[Stated goal]
Edit the lines from the one holding "Where can the dog's face" through the last line, inclusive, so that "smokestack" becomes "chimney" and nothing else changes. Give back only those lines.

┌──

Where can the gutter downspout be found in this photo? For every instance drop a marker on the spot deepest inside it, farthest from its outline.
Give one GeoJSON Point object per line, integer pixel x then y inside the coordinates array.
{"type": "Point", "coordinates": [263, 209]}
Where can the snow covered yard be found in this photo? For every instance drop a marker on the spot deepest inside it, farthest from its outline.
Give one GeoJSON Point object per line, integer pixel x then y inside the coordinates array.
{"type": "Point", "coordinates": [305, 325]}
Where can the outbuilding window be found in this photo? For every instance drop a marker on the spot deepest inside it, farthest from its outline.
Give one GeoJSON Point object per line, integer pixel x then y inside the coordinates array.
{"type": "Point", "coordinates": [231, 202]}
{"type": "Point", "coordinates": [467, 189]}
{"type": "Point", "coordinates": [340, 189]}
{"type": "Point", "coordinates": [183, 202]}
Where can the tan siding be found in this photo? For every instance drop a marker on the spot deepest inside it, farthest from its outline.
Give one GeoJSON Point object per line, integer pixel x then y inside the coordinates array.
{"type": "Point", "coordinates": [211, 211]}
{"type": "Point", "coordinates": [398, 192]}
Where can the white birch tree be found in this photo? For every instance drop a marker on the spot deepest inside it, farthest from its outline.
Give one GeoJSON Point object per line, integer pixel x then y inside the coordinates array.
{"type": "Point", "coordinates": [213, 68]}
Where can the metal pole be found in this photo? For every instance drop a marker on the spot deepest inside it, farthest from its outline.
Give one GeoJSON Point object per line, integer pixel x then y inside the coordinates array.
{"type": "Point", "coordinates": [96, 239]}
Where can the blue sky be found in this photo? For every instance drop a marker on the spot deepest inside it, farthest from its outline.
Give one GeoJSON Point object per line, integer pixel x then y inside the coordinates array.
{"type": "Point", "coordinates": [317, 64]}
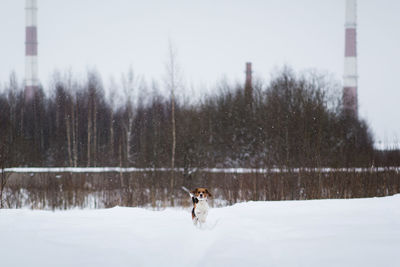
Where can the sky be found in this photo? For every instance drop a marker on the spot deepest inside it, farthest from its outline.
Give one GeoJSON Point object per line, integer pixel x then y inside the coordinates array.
{"type": "Point", "coordinates": [213, 40]}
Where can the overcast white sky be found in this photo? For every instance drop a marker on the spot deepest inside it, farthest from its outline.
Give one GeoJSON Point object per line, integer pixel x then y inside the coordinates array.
{"type": "Point", "coordinates": [214, 39]}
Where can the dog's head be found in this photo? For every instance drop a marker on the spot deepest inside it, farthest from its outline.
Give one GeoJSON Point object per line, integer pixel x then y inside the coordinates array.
{"type": "Point", "coordinates": [201, 193]}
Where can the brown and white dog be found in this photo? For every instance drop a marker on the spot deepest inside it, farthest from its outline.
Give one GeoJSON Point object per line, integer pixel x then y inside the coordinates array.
{"type": "Point", "coordinates": [200, 205]}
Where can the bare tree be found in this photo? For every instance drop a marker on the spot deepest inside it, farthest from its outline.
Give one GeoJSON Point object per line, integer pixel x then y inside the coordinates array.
{"type": "Point", "coordinates": [172, 81]}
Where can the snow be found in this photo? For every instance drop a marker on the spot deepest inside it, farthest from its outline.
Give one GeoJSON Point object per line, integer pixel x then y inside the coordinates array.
{"type": "Point", "coordinates": [356, 232]}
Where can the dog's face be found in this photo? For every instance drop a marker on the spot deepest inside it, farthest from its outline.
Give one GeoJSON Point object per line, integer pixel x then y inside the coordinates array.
{"type": "Point", "coordinates": [201, 193]}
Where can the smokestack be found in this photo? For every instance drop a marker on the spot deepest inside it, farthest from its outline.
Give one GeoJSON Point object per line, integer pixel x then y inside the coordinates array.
{"type": "Point", "coordinates": [350, 61]}
{"type": "Point", "coordinates": [248, 87]}
{"type": "Point", "coordinates": [31, 45]}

└──

[Solution]
Where can the dog's face be found in this photo? For every instance drop a marker on the spot deepest inside it, farthest from its outline.
Give one GeoJSON Point object per line, integer pixel x then y inside the coordinates array.
{"type": "Point", "coordinates": [201, 193]}
Where can the chimney be found in this photo? For every instance drop a marker on the spot deepest inside it, farthest from its outline.
Give one GeoJSON Point object per line, integer pixel x then y inside the coordinates array.
{"type": "Point", "coordinates": [350, 61]}
{"type": "Point", "coordinates": [248, 87]}
{"type": "Point", "coordinates": [31, 45]}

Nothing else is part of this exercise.